── SUPPLIED PASSAGE ──
6

I was testing the behavior of AlertDialog to integrate in a bigger component. I am unable to show the same dialog again. Here is the test code:

public class MainActivity extends AppCompatActivity {

    private AlertDialog alertDialogACCreationRetry;

    @Override
    protected void onCreate(Bundle savedInstanceState) {
        super.onCreate(savedInstanceState);
        setContentView(R.layout.activity_main);

        alertDialogACCreationRetry = new AlertDialog.Builder(this)
                .setTitle("Account creation failed")
                .setMessage("There was a problem connecting to the Network. Check your connection.")
                .setPositiveButton("Retry", new DialogInterface.OnClickListener() {
                    @Override
                    public void onClick(DialogInterface dialog, int which) {

                    }
                })
───
- [TASKS FOR THIS EXERCISE]
1: List every string literal passed to a method of the AlertDialog.Builder in the code shown in the AlertDialog post.
2: Answer these questions from the AlertDialog post:
(a) Why was the poster testing the behavior of AlertDialog?
(b) Which layout resource does the code pass to setContentView?
(c) What is the name of the private field that holds the dialog?
The lines that come next are separate material and are not part of the AlertDialog post.
── MATERIAL ──
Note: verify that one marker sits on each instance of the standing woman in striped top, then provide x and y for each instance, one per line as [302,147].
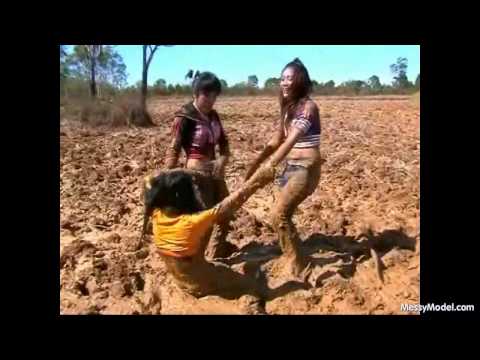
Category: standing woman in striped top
[297,138]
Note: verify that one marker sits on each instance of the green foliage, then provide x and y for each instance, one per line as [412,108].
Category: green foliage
[252,81]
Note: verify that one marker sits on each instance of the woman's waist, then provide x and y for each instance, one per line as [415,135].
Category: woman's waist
[204,165]
[304,155]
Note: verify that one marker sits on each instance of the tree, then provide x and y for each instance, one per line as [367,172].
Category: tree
[148,52]
[64,68]
[191,76]
[111,68]
[84,61]
[374,83]
[354,85]
[252,81]
[417,82]
[160,84]
[272,83]
[399,69]
[330,84]
[63,62]
[100,65]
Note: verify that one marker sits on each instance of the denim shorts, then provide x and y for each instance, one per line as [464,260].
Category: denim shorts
[282,179]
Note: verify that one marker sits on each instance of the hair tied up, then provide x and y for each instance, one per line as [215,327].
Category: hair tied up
[298,61]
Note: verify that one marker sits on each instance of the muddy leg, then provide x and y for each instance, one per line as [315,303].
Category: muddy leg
[301,183]
[201,278]
[219,246]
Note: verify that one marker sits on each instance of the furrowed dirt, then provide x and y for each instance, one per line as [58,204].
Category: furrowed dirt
[360,228]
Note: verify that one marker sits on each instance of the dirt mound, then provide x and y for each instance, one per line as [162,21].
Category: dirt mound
[360,228]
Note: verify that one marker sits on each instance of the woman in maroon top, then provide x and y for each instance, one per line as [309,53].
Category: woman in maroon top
[296,138]
[198,131]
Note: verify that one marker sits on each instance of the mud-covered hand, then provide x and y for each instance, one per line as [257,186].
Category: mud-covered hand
[218,169]
[250,172]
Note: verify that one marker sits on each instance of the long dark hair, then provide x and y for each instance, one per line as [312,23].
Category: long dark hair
[171,191]
[206,82]
[301,88]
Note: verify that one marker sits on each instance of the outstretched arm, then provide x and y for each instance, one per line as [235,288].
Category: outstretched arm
[235,200]
[272,145]
[175,148]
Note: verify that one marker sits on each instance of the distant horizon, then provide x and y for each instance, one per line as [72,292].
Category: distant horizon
[234,63]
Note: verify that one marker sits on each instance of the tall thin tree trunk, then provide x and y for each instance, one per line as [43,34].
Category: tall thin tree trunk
[93,85]
[143,94]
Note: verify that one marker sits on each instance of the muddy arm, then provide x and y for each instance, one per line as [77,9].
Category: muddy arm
[272,145]
[235,200]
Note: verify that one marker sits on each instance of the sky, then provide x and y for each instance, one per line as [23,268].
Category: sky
[234,63]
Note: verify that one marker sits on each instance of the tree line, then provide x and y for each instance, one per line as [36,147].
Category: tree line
[99,71]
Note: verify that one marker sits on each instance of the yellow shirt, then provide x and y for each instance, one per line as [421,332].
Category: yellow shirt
[180,236]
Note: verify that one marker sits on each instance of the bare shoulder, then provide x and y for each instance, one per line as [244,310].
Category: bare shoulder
[310,105]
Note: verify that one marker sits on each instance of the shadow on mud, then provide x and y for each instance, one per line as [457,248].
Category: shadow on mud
[342,254]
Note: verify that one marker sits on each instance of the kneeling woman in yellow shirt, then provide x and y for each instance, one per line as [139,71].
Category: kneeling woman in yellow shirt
[182,229]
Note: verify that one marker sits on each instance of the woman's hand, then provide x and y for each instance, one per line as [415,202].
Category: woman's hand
[218,170]
[250,172]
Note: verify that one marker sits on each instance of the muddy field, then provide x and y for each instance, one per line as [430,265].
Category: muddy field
[366,207]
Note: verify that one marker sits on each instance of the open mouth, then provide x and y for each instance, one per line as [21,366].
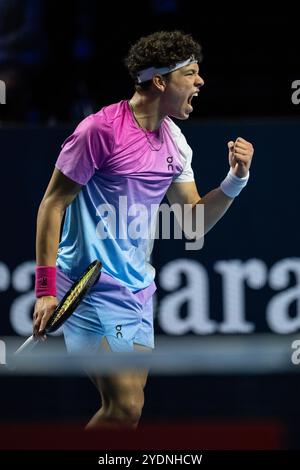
───
- [SOLUTIONS BELOW]
1:
"Account creation failed"
"There was a problem connecting to the Network. Check your connection."
"Retry"

2:
(a) To integrate it in a bigger component.
(b) R.layout.activity_main
(c) alertDialogACCreationRetry